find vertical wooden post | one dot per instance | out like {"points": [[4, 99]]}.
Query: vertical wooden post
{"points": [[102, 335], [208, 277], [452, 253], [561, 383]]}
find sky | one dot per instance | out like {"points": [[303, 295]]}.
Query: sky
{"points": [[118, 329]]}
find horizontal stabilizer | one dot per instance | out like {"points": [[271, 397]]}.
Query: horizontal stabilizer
* * *
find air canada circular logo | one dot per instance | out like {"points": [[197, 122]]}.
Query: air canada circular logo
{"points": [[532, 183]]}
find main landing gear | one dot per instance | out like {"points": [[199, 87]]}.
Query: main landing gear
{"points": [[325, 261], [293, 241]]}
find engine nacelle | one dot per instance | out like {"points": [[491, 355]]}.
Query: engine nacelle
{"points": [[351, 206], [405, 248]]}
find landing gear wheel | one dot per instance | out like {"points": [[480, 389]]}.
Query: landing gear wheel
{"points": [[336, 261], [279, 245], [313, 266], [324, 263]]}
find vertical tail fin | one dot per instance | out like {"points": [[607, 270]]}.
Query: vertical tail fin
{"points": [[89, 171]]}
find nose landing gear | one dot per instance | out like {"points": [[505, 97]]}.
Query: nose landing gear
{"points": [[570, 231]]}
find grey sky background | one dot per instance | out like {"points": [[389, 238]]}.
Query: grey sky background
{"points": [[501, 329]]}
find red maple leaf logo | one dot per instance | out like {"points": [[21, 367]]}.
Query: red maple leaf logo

Required task:
Rewrite the data starting at the line that contains "find vertical wooden" and ending at the line that contains "Query: horizontal stabilizer", changing each "Query" to "Target" and leaving everything else unaltered.

The output:
find vertical wooden post | one dot per instance | out like {"points": [[4, 99]]}.
Target: vertical wooden post
{"points": [[102, 335], [208, 277], [452, 253], [561, 383]]}
find sky | one dot per instance | out like {"points": [[303, 295]]}.
Target: sky
{"points": [[118, 329]]}
find horizontal stabilizer | one dot per instance | out like {"points": [[271, 397]]}.
Target: horizontal stabilizer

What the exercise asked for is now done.